Take-off direction and aircraft stops location

The aircraft was a Boeing B737-900 built in 2013, registered in Malaysia (9M-LNJ) and operated by Malindo Air, a Malaysian low-cost carrier based in Kuala Lumpur.

The flight crew had arrived at Kathmandu the night before for the scheduled flight from Tribhuvan International Airport to Kuala Lumpur International Airport.

Tribhuvan International is located at the foothills of the Himalayas in Kathmandu Valley. It has an elevation of 4,395 feet with the Himalayan mountains along the northwest to the southeast of the airport, with high terrain ranging from 25,000 to 29,000 feet above mean sea level. The 10,000-foot tabletop runway has steep drops on either side.

The cabin crew arrived that day, working a flight from Kuala Lumpur to Kathmandu. It was a night flight back to Kuala Lumpur and the weather was poor. The flight crew briefing before the flight was focused on the weather and the engine out procedures at Tribhuvan.

An engine failure on take-off is always challenging but it is particularly problematic at Kathmandu because of the high terrain surrounding the airport. Normally, the Captain would then brief the cabin crew but after the event, the Senior Cabin Crew Member reported that the cabin crew had not received a briefing before the flight.

******************************

Written instruction 1:
According to the passage, what is the elevation of Tribhuvan International Airport?
Written instruction 2:
Reproduce the passage from "The aircraft was" up to and including "Lumpur International Airport.".
The records below the passage come from a separate source.

******************************

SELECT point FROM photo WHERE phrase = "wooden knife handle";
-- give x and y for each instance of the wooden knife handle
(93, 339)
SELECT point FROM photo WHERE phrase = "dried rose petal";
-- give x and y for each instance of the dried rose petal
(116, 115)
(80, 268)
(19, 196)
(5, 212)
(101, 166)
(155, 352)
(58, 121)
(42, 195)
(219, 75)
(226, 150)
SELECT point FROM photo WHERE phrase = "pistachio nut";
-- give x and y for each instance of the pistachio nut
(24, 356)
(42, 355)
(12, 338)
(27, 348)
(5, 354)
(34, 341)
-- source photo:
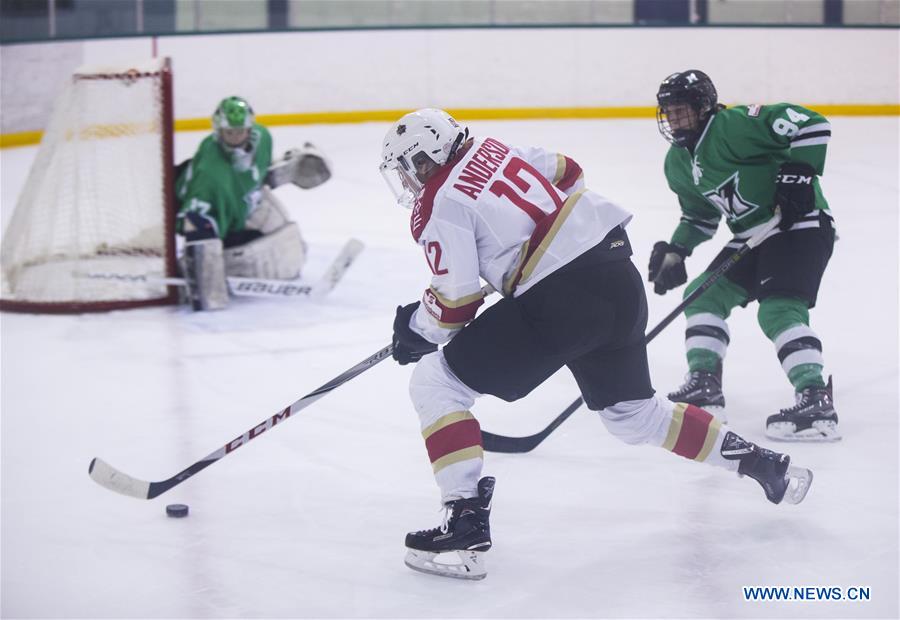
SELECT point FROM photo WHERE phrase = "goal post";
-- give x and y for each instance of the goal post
(99, 197)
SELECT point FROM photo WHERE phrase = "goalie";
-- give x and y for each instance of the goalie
(233, 223)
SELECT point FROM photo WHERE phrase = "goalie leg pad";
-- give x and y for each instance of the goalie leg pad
(279, 255)
(204, 269)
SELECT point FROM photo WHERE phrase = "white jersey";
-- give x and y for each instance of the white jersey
(508, 215)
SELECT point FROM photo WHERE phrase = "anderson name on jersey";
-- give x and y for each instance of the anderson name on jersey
(508, 215)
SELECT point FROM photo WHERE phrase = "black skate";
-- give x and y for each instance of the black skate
(773, 471)
(812, 419)
(466, 531)
(703, 389)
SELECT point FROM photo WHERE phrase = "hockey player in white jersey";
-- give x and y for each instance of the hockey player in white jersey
(521, 220)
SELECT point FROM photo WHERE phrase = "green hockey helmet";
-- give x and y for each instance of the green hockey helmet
(686, 100)
(232, 121)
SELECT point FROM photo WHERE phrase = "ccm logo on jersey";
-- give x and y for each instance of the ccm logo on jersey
(794, 179)
(432, 305)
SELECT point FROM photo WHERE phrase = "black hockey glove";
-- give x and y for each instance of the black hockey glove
(667, 267)
(408, 345)
(794, 192)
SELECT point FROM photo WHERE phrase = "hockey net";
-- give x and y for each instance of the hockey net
(97, 206)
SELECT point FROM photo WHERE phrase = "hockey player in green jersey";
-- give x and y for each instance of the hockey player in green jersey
(232, 222)
(742, 163)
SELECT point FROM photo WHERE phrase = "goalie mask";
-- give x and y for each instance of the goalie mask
(232, 122)
(686, 102)
(415, 147)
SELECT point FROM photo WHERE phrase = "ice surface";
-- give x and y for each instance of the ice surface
(309, 520)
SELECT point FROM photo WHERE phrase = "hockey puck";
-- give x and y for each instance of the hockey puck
(177, 511)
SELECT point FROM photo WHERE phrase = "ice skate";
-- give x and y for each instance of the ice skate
(703, 389)
(465, 533)
(813, 418)
(772, 470)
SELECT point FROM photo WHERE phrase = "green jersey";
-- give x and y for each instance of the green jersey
(731, 171)
(222, 186)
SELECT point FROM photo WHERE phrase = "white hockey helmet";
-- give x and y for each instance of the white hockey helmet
(416, 144)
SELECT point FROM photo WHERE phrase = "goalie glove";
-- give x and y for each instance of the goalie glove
(306, 168)
(666, 269)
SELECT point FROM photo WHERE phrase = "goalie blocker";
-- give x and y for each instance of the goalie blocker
(306, 168)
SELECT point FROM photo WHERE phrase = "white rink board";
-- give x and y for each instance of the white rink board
(309, 519)
(298, 72)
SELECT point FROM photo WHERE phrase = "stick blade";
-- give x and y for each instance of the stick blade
(111, 478)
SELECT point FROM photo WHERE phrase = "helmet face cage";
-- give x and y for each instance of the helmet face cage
(686, 100)
(416, 144)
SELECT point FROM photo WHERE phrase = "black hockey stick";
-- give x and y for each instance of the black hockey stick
(108, 476)
(518, 445)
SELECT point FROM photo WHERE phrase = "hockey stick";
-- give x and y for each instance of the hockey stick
(111, 478)
(256, 287)
(518, 445)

******************************

Problem solution 1:
4,395 feet.

Problem solution 2:
The aircraft was a Boeing B737-900 built in 2013, registered in Malaysia (9M-LNJ) and operated by Malindo Air, a Malaysian low-cost carrier based in Kuala Lumpur.

The flight crew had arrived at Kathmandu the night before for the scheduled flight from Tribhuvan International Airport to Kuala Lumpur International Airport.